Yapılacak İşler =>
**a)** Kaynak metnin "Türklerde İslam anlayışının" ifadesinden "medeniyet hayatını şekillendirmiştir." ifadesine kadar olan kısmını, "dervişler" yerine "sofular" koyarak yeniden yazar mısın?
**b)** Kayıtlarda "jetty" kelimesinin geçtiği kaç satır var? Büyük-küçük harf farkı önemlidir; yalnızca sayıyı yaz.

Kaynak Metin =>
****

Türklerde İslam anlayışının oluşmasında; Allah sevgisini, Hz. Muhammed'in sünnetine bağlılığı, hoşgörüyü ve fakirlere yardımı öğütleyen tasavvuf önderleri ile dervişler etkili olmuştur. Kur'an ve sünnet esaslarından hareketle oluşturdukları dini düşünceyi, güzel ahlakı ve ibadetleri halka anlatan, insanların her türlü dini sorunlarına adil ve mantıklı çözümler üreten âlimlerin de İslam anlayışının oluşmasına katkıları olmuştur. Ayrıca hukuk, felsefe, sanat, edebiyat, mimari ve musiki gibi değişik alanlarda yaptıkları çalışmalarla birçok bilgin, Türklerin İslamiyet anlayışını, kültür ve medeniyet hayatını şekillendirmiştir.

2.1. Ebu Hanife

Ebu Hanife (Numan b. Sabit), İslam dünyasının en önemli fikir ve ilim merkezlerinden biri olan Kûfe'de M 699 yılında doğmuş ve 767 yılında Bağdat'ta vefat etmiştir. İslam hukukunu sistemleştiren temel esasları belirleyerek kendi adıyla anılan Hanefilik mezhebinin önderi olmuştur. Hanefilik, Kur'an ve Hz. Peygamberin sünnetini aklın ilkeleri doğrultusunda yorumlayan bir mezheptir.Ebu Hanife, ticaretle uğraşmış ve kazancının büyük bir bölümünü hayır işlerinde harcamıştır. Sahip olduğu bilgi birikimini insanların istifadesine sunmuş ve ısrarla kendisine teklif edilen kadılık (hâkimlik) görevini kabul etmeyerek ilmî çalışmalarına devam etmiştir. Emevilerin ve Abbasilerin yanlış siyasi icraatlarını eleştirmesinden dolayı baskılara maruz kalarak hapse atılmıştır Ebu Hanife gerek Emeviler ve gerekse Abbasiler Döneminde yapılan her türlü siyasi haksızlıklara ve zulümlere karşı çıkmıştır.

****

Kayıtlı Veriler =>

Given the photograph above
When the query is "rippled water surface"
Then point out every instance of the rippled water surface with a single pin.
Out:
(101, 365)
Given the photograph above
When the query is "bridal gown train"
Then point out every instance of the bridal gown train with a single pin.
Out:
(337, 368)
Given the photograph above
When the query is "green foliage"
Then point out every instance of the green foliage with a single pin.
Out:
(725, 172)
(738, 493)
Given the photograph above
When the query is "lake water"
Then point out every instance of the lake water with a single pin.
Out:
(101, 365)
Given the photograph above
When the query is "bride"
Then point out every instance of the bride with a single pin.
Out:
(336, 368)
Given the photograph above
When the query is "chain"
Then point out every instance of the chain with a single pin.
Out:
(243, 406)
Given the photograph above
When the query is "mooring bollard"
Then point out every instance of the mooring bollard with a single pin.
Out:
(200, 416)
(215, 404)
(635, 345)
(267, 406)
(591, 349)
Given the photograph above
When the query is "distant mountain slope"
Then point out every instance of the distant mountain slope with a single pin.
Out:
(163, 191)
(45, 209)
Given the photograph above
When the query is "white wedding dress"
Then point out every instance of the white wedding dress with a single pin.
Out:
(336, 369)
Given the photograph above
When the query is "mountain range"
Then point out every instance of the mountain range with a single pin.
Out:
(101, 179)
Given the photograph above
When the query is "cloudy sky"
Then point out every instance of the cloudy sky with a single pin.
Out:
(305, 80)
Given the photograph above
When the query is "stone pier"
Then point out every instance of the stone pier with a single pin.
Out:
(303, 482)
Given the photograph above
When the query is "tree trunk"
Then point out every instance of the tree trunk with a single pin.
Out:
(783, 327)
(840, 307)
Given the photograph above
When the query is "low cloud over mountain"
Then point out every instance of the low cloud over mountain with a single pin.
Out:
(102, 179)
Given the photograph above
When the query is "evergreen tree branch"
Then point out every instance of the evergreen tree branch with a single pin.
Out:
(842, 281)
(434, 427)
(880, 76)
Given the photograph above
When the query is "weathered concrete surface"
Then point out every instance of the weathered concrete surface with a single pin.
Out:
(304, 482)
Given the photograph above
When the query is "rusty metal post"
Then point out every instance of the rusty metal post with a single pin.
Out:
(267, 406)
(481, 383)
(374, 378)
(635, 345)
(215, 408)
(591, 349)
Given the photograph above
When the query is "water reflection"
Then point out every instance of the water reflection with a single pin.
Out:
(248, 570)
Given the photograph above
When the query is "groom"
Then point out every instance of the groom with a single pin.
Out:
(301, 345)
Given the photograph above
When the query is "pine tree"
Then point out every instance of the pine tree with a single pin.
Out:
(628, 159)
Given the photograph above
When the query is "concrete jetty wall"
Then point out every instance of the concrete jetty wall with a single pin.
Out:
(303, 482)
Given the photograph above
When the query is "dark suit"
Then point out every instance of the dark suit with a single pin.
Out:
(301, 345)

****

Cevap Anahtarı =>
**a)**
Türklerde İslam anlayışının oluşmasında; Allah sevgisini, Hz. Muhammed'in sünnetine bağlılığı, hoşgörüyü ve fakirlere yardımı öğütleyen tasavvuf önderleri ile sofular etkili olmuştur. Kur'an ve sünnet esaslarından hareketle oluşturdukları dini düşünceyi, güzel ahlakı ve ibadetleri halka anlatan, insanların her türlü dini sorunlarına adil ve mantıklı çözümler üreten âlimlerin de İslam anlayışının oluşmasına katkıları olmuştur. Ayrıca hukuk, felsefe, sanat, edebiyat, mimari ve musiki gibi değişik alanlarda yaptıkları çalışmalarla birçok bilgin, Türklerin İslamiyet anlayışını, kültür ve medeniyet hayatını şekillendirmiştir.

**b)** 2